[Natural language region descriptions]
----------
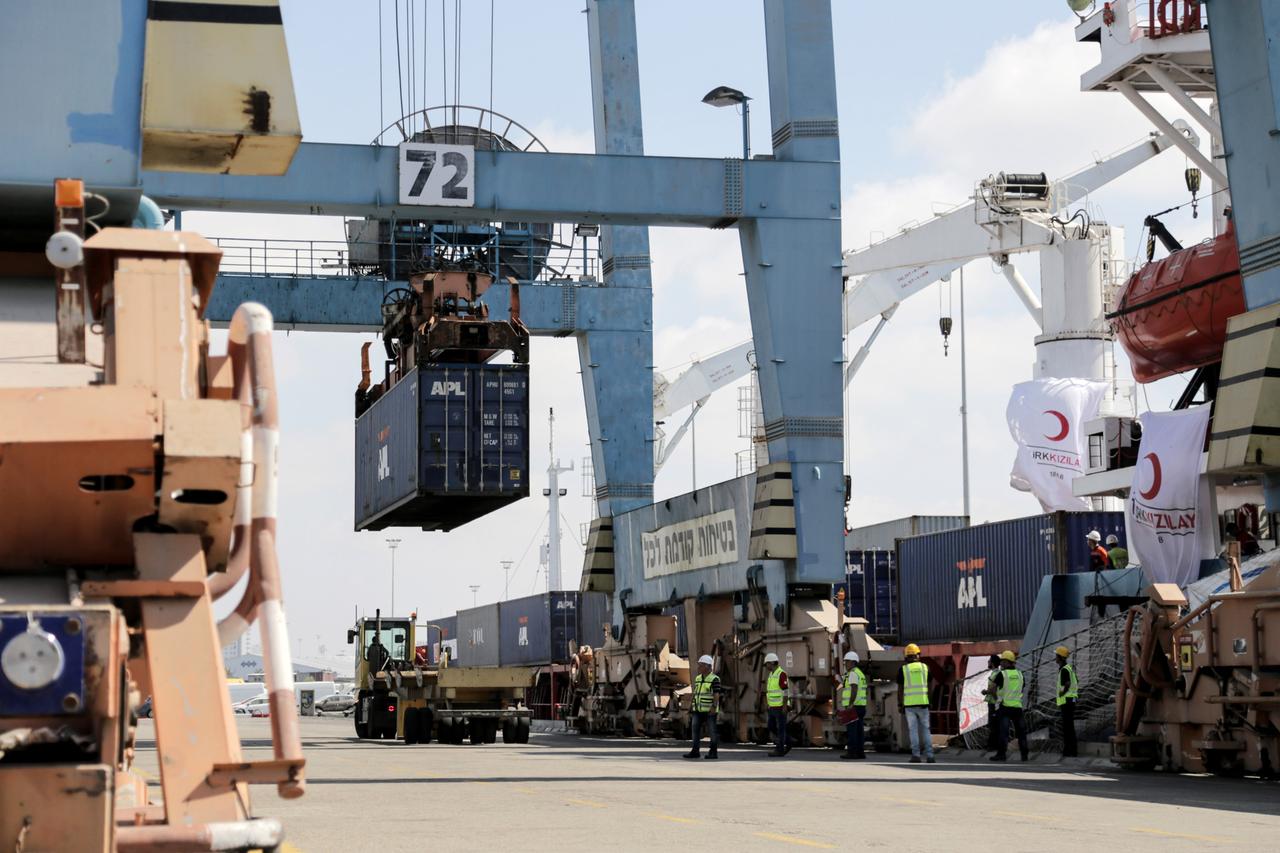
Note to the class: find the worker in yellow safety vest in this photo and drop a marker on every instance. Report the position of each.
(851, 707)
(1068, 692)
(913, 698)
(1009, 689)
(777, 701)
(707, 688)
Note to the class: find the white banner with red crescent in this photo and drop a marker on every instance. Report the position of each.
(1164, 516)
(1046, 418)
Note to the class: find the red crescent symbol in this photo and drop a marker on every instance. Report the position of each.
(1155, 478)
(1061, 423)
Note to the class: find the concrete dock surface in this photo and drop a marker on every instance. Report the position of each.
(571, 793)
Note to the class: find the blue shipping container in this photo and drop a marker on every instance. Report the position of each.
(981, 583)
(539, 629)
(443, 446)
(872, 591)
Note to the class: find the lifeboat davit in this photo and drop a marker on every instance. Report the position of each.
(1173, 313)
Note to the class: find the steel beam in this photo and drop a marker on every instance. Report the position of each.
(519, 186)
(794, 295)
(617, 366)
(352, 305)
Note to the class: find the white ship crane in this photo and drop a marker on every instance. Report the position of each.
(1080, 260)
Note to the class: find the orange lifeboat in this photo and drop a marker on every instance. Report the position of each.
(1173, 313)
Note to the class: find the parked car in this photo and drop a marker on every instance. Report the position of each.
(342, 703)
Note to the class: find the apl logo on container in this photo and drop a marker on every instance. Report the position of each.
(447, 389)
(969, 592)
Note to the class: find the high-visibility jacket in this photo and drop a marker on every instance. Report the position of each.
(853, 678)
(704, 693)
(915, 684)
(1073, 690)
(773, 692)
(1011, 689)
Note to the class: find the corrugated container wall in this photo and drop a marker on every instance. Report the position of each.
(443, 446)
(594, 619)
(883, 534)
(871, 591)
(539, 629)
(479, 637)
(981, 583)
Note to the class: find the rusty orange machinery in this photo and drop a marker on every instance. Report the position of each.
(1201, 692)
(118, 502)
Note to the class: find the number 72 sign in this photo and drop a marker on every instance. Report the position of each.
(437, 176)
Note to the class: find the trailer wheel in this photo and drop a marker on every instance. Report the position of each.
(425, 723)
(411, 724)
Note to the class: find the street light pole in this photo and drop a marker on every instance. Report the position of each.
(393, 544)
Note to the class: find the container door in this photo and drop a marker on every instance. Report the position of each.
(444, 429)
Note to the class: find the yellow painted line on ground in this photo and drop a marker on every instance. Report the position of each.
(673, 819)
(1148, 830)
(792, 839)
(1028, 815)
(908, 801)
(592, 803)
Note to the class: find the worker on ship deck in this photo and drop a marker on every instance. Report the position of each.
(1116, 552)
(913, 699)
(1098, 559)
(707, 688)
(778, 701)
(851, 707)
(1009, 685)
(1068, 692)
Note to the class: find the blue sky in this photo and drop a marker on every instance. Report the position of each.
(932, 97)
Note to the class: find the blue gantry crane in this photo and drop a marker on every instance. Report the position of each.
(784, 204)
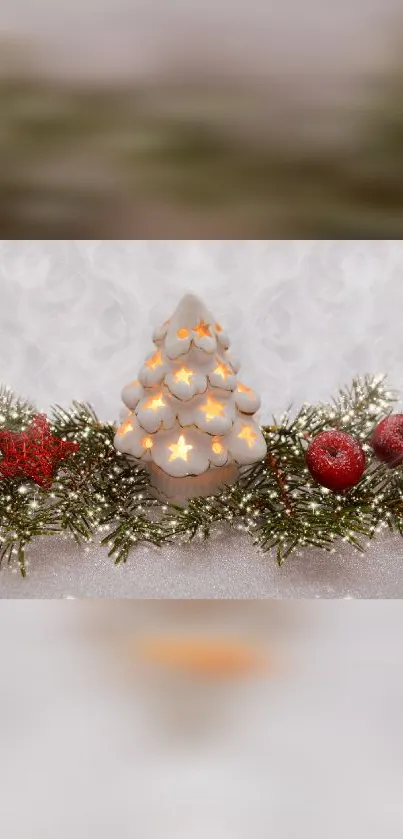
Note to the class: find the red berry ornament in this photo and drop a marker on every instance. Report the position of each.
(335, 460)
(387, 440)
(34, 453)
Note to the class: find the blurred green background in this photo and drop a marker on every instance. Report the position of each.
(187, 155)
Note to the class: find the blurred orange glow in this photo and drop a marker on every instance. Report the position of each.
(210, 658)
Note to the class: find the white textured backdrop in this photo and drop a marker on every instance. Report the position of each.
(76, 316)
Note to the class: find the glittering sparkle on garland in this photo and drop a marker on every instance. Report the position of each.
(99, 494)
(33, 453)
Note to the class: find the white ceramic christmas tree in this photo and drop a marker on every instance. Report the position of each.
(187, 417)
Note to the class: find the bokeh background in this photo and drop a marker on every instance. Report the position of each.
(107, 727)
(126, 118)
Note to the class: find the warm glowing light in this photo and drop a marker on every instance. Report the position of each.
(184, 375)
(243, 389)
(155, 360)
(180, 449)
(202, 329)
(155, 402)
(125, 428)
(208, 658)
(248, 434)
(212, 408)
(222, 370)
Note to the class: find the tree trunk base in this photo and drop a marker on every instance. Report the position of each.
(180, 490)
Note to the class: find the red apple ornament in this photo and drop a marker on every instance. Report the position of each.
(387, 440)
(335, 459)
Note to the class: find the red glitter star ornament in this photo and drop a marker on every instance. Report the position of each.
(33, 453)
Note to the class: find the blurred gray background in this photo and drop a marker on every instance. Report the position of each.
(186, 120)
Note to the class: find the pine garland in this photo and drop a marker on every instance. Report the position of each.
(98, 493)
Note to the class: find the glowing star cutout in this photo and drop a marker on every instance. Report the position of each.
(202, 329)
(184, 375)
(155, 402)
(180, 449)
(212, 409)
(248, 434)
(222, 370)
(243, 389)
(155, 360)
(125, 428)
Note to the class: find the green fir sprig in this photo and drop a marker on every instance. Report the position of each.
(100, 494)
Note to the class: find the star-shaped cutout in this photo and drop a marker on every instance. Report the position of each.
(243, 389)
(180, 449)
(33, 453)
(155, 360)
(202, 329)
(212, 408)
(155, 402)
(184, 375)
(248, 434)
(125, 428)
(222, 370)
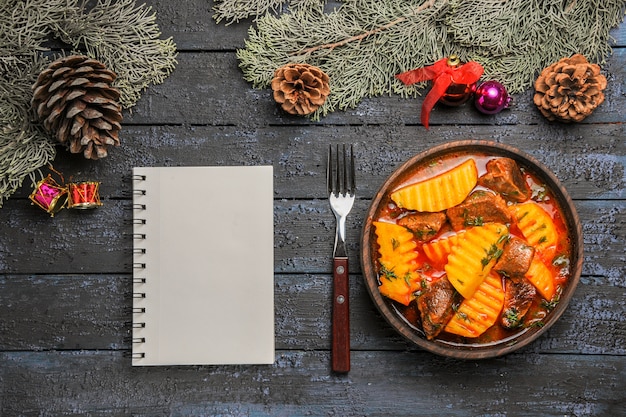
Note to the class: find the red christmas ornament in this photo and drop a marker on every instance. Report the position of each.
(491, 97)
(457, 94)
(445, 73)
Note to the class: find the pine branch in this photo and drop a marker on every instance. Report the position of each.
(123, 36)
(364, 35)
(364, 43)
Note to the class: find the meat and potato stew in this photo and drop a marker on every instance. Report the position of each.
(471, 249)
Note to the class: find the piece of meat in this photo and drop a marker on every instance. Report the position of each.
(504, 176)
(424, 226)
(436, 306)
(515, 259)
(479, 208)
(519, 294)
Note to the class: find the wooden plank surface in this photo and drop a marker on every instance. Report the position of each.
(65, 282)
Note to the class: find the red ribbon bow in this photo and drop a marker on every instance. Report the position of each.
(443, 75)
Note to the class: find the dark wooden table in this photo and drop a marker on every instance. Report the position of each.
(65, 282)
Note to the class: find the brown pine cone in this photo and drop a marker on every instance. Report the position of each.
(76, 102)
(570, 89)
(300, 88)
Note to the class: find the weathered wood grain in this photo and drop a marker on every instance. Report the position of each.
(65, 281)
(588, 159)
(210, 89)
(100, 241)
(103, 383)
(92, 312)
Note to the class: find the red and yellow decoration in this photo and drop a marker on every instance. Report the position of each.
(49, 195)
(84, 195)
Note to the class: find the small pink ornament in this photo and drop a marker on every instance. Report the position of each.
(49, 195)
(491, 97)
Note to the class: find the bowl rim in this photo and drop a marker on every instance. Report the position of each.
(519, 340)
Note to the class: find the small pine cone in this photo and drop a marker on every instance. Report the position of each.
(76, 102)
(300, 88)
(570, 89)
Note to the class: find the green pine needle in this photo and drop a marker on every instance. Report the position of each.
(118, 33)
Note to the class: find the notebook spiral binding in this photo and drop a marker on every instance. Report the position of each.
(138, 268)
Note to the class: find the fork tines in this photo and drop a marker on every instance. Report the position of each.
(340, 171)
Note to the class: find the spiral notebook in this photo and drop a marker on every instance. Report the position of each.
(203, 266)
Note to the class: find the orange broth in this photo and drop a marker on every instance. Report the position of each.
(540, 308)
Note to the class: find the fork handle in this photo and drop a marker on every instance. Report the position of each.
(340, 355)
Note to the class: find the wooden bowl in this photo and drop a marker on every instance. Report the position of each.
(469, 350)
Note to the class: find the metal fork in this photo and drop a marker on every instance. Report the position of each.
(341, 189)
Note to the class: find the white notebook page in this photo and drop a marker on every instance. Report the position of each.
(209, 266)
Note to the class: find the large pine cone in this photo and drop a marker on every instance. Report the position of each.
(300, 88)
(76, 102)
(570, 89)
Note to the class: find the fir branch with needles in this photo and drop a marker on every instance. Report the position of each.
(122, 35)
(363, 44)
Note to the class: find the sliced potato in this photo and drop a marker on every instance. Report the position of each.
(476, 252)
(441, 192)
(478, 313)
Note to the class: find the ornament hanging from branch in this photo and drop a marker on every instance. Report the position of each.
(452, 81)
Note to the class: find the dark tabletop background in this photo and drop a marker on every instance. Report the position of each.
(65, 282)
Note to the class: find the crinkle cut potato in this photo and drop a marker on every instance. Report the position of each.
(485, 270)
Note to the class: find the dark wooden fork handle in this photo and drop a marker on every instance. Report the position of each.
(340, 354)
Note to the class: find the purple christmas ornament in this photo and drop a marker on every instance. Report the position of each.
(491, 97)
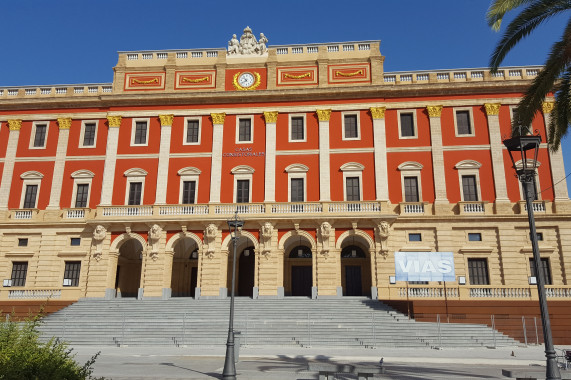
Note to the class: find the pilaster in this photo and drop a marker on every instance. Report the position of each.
(14, 127)
(270, 175)
(324, 170)
(162, 174)
(441, 203)
(503, 205)
(110, 159)
(216, 164)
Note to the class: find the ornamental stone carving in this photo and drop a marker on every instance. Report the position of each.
(492, 109)
(378, 112)
(209, 239)
(323, 115)
(154, 238)
(247, 45)
(14, 124)
(547, 107)
(271, 117)
(166, 120)
(114, 121)
(434, 111)
(99, 235)
(64, 122)
(218, 118)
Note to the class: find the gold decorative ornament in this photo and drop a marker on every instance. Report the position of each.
(14, 124)
(246, 81)
(166, 120)
(342, 74)
(197, 80)
(137, 81)
(114, 121)
(64, 122)
(218, 118)
(434, 111)
(323, 115)
(378, 112)
(547, 107)
(492, 109)
(306, 75)
(271, 116)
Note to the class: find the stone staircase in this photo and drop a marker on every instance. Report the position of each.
(341, 322)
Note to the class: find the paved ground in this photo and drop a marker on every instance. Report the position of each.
(288, 363)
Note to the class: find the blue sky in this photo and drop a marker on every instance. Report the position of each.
(76, 41)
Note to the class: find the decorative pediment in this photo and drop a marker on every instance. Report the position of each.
(243, 169)
(297, 168)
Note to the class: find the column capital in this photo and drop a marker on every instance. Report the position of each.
(166, 120)
(114, 121)
(14, 124)
(434, 111)
(64, 122)
(323, 115)
(492, 109)
(378, 112)
(218, 118)
(547, 107)
(271, 116)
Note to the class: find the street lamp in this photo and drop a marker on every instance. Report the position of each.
(526, 147)
(229, 371)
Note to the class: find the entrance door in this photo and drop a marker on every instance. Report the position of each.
(353, 280)
(246, 268)
(301, 281)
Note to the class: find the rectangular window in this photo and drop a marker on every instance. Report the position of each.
(188, 191)
(71, 273)
(545, 270)
(30, 197)
(135, 189)
(81, 195)
(40, 137)
(89, 134)
(351, 131)
(463, 123)
(411, 189)
(297, 128)
(297, 190)
(407, 124)
(140, 132)
(478, 271)
(243, 191)
(469, 188)
(192, 128)
(415, 237)
(245, 130)
(19, 272)
(352, 189)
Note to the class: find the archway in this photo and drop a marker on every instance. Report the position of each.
(184, 268)
(129, 265)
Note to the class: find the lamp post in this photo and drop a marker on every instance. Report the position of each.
(229, 371)
(528, 145)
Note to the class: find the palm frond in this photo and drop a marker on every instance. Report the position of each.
(524, 23)
(499, 8)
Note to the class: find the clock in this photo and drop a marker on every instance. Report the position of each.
(246, 80)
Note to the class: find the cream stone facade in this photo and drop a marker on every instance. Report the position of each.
(332, 163)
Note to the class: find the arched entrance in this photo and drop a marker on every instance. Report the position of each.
(355, 271)
(129, 265)
(300, 270)
(184, 268)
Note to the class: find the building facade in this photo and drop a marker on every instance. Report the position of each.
(124, 189)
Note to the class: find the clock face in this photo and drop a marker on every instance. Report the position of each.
(246, 80)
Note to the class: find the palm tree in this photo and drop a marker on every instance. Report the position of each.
(556, 73)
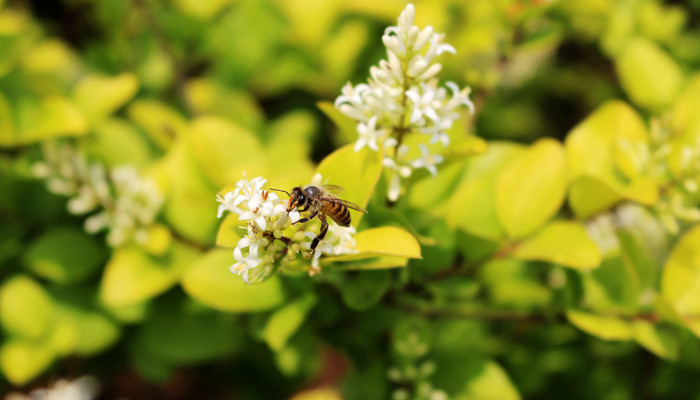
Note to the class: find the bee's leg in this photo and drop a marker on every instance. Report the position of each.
(313, 214)
(321, 234)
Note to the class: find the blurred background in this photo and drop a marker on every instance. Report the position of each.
(188, 94)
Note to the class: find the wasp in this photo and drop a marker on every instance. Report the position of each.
(321, 202)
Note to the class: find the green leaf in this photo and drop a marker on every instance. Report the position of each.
(364, 262)
(26, 310)
(653, 338)
(284, 322)
(473, 203)
(530, 189)
(648, 74)
(430, 192)
(209, 281)
(589, 195)
(591, 149)
(222, 149)
(46, 118)
(64, 255)
(22, 360)
(7, 127)
(387, 240)
(99, 96)
(132, 276)
(491, 383)
(346, 125)
(208, 97)
(190, 206)
(364, 289)
(116, 141)
(384, 247)
(162, 124)
(563, 243)
(176, 334)
(604, 327)
(685, 120)
(514, 283)
(680, 281)
(81, 331)
(357, 173)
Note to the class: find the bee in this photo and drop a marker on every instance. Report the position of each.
(320, 201)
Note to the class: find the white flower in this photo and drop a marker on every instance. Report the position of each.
(423, 104)
(342, 238)
(369, 134)
(323, 246)
(427, 160)
(229, 202)
(244, 263)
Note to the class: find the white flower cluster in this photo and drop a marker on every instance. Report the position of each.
(402, 96)
(679, 196)
(271, 241)
(126, 204)
(412, 371)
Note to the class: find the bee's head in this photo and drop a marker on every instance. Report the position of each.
(296, 199)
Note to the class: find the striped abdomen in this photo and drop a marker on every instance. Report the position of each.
(338, 212)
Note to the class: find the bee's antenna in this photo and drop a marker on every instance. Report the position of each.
(283, 191)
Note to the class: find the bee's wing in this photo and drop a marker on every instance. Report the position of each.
(348, 204)
(333, 189)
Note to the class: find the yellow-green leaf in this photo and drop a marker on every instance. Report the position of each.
(132, 275)
(64, 255)
(685, 120)
(209, 281)
(473, 203)
(589, 195)
(604, 327)
(356, 172)
(531, 188)
(591, 148)
(22, 360)
(82, 332)
(680, 282)
(223, 149)
(648, 74)
(162, 123)
(47, 118)
(654, 339)
(563, 243)
(491, 383)
(26, 309)
(202, 9)
(190, 207)
(287, 320)
(387, 240)
(99, 96)
(116, 141)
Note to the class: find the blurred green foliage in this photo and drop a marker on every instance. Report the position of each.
(559, 256)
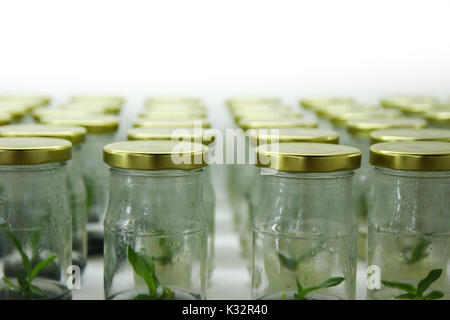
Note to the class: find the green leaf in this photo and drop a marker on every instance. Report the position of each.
(40, 266)
(434, 295)
(16, 242)
(332, 282)
(425, 283)
(167, 294)
(400, 285)
(145, 268)
(287, 262)
(144, 297)
(406, 296)
(24, 285)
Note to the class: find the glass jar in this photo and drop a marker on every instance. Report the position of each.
(155, 227)
(76, 190)
(205, 137)
(439, 119)
(35, 218)
(242, 171)
(409, 224)
(100, 131)
(359, 137)
(304, 233)
(264, 136)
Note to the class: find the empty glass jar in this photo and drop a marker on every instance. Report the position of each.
(76, 190)
(209, 199)
(35, 218)
(100, 131)
(359, 137)
(155, 227)
(409, 224)
(304, 233)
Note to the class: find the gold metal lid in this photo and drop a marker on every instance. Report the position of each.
(172, 123)
(389, 135)
(259, 108)
(193, 114)
(176, 108)
(94, 124)
(75, 135)
(242, 101)
(328, 110)
(308, 157)
(98, 98)
(201, 136)
(30, 150)
(38, 113)
(32, 101)
(247, 124)
(266, 115)
(401, 101)
(5, 118)
(95, 107)
(264, 136)
(315, 102)
(340, 119)
(16, 110)
(177, 100)
(363, 128)
(411, 155)
(155, 155)
(438, 117)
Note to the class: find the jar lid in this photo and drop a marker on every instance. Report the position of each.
(32, 101)
(16, 110)
(411, 155)
(192, 114)
(236, 110)
(96, 98)
(314, 102)
(94, 124)
(399, 101)
(266, 115)
(75, 135)
(438, 117)
(172, 123)
(242, 101)
(308, 157)
(264, 136)
(38, 113)
(96, 107)
(5, 118)
(172, 100)
(340, 119)
(155, 155)
(30, 150)
(201, 136)
(247, 124)
(389, 135)
(363, 128)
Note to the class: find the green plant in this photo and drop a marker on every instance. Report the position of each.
(302, 292)
(144, 267)
(24, 284)
(417, 293)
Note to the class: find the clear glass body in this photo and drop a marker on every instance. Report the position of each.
(209, 201)
(78, 207)
(304, 231)
(362, 192)
(409, 229)
(95, 174)
(35, 232)
(156, 235)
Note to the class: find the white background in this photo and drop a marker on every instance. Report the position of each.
(215, 49)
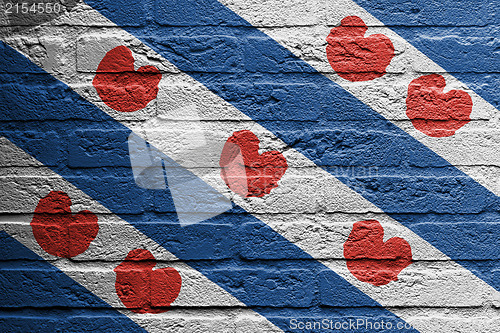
----------
▶ **INSTRUCTIONS FOR THE TASK**: Copy exactly, with no pictures, the lines from the line containing "Note to the class: find the white background" through the last line of the records above.

▶ **TASK RESULT**:
Note to the class: find the white background in this photo and drop a marker on every instance. Report the position of each.
(215, 49)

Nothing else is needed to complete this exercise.